◆ Enunciado de tarea ◆
Vuelve a escribir las filas, con sus solicitudes, desde la que contiene "Sports-analytics tagging: mark the ivy" hasta el final de las filas, ambos extremos incluidos. Desplaza cada coordenada de las respuestas sumándole 99 y deja sin cambios el texto de las solicitudes.

◆ Filas disponibles ◆
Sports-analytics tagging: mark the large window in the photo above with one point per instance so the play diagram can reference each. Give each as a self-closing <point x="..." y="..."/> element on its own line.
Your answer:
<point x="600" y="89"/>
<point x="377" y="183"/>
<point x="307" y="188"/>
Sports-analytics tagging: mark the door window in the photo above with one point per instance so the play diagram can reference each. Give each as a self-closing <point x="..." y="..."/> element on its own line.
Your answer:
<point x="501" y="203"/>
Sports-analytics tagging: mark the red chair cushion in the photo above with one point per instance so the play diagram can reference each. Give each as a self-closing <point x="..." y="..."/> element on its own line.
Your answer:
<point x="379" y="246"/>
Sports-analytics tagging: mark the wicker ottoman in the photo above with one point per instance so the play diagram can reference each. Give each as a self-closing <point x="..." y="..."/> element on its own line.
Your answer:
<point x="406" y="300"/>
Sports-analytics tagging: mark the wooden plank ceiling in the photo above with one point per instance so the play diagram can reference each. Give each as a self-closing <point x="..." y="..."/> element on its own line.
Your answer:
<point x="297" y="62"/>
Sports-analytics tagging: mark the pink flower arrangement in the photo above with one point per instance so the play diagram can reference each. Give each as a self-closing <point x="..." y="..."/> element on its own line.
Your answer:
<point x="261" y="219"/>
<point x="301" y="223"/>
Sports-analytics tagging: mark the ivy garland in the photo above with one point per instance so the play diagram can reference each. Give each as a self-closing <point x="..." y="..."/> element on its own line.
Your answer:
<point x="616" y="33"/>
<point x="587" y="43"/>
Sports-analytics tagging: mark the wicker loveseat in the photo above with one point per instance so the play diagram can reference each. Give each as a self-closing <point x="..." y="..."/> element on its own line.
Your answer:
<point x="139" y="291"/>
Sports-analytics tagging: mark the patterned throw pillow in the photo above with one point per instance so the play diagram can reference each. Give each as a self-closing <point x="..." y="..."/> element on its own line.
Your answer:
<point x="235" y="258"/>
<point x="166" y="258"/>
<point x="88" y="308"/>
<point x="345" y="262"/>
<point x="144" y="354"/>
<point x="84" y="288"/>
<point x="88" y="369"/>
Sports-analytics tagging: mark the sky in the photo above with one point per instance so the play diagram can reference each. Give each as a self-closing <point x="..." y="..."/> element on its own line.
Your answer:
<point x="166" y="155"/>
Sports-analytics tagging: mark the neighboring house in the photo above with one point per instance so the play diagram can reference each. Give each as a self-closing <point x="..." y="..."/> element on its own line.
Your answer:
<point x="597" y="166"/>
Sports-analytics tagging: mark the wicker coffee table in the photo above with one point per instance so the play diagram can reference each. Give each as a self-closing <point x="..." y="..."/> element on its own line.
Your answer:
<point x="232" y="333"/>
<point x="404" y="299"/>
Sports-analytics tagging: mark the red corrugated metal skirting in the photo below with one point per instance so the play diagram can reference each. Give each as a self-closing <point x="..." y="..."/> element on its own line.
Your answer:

◆ Respuesta completa ◆
Sports-analytics tagging: mark the ivy garland in the photo above with one point per instance so the play diagram can reference each. Give each as a self-closing <point x="..." y="..."/> element on its own line.
Your answer:
<point x="715" y="132"/>
<point x="686" y="142"/>
Sports-analytics tagging: mark the wicker loveseat in the photo above with one point per instance so the play diagram can reference each. Give each as a self-closing <point x="..." y="..."/> element on its own line.
Your answer:
<point x="238" y="390"/>
Sports-analytics tagging: mark the patterned throw pillow in the photo above with one point per instance so the play diagram can reference each. Give each as a self-closing <point x="..." y="..."/> element on its own line.
Your answer:
<point x="334" y="357"/>
<point x="265" y="357"/>
<point x="187" y="407"/>
<point x="444" y="361"/>
<point x="243" y="453"/>
<point x="183" y="387"/>
<point x="187" y="468"/>
Sports-analytics tagging: mark the sky in the photo above with one point per instance so the play diagram can reference each. Give each as a self-closing <point x="..." y="..."/> element on its own line.
Your answer:
<point x="265" y="254"/>
Sports-analytics tagging: mark the neighboring house in the photo above with one point per instance so the play diagram can reference each. Give each as a self-closing <point x="..." y="..."/> element on its own line.
Your answer:
<point x="696" y="265"/>
Sports-analytics tagging: mark the wicker coffee table in the photo above with one point per instance so the play diagram can reference each. Give each as a self-closing <point x="..." y="..."/> element on its own line.
Your answer:
<point x="331" y="432"/>
<point x="503" y="398"/>
Sports-analytics tagging: mark the red corrugated metal skirting in the photo below with one point per instance so the play diagram can reference each. Give each as a self-closing <point x="..." y="..."/> element on its own line.
Your answer:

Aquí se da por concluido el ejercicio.